◆ Goal of the exercise:
What lines in the records include the string "Target"? Return each one.

◆ Supplied entries:
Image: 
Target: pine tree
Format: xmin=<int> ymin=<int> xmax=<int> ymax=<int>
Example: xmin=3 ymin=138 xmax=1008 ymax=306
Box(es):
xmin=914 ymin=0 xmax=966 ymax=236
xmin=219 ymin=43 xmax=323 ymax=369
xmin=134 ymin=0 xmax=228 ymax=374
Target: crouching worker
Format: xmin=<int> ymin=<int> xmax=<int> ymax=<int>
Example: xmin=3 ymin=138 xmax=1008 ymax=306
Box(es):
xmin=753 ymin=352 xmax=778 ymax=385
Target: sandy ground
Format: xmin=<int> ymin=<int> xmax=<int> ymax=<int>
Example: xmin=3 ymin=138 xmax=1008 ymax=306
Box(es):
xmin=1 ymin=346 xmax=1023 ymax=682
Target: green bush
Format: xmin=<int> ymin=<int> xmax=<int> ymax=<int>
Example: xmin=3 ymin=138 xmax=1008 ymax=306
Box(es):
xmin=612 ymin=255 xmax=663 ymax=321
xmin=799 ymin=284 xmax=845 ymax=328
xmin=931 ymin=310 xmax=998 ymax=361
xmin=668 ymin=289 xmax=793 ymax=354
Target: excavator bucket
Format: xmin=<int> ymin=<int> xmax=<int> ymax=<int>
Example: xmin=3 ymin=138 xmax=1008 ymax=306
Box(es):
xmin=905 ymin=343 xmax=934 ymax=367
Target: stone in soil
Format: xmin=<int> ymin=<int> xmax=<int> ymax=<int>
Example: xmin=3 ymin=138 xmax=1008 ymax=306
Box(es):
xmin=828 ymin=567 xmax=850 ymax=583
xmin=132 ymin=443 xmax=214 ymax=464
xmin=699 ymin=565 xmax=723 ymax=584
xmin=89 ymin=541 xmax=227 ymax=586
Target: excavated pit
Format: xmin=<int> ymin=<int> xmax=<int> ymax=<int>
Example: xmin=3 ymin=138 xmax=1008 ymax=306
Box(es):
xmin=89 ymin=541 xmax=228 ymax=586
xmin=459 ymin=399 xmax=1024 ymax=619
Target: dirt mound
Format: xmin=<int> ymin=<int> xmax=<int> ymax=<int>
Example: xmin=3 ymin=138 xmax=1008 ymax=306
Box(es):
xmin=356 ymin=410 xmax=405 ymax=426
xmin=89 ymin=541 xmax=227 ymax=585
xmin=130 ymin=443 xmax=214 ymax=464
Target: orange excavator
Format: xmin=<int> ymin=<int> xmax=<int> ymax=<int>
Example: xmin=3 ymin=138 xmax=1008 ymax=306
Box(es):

◆ Answer space:
Target: pine tree
Target: crouching worker
Target: sandy ground
Target: green bush
Target: excavator bucket
Target: stone in soil
Target: excavated pit
Target: dirt mound
Target: orange excavator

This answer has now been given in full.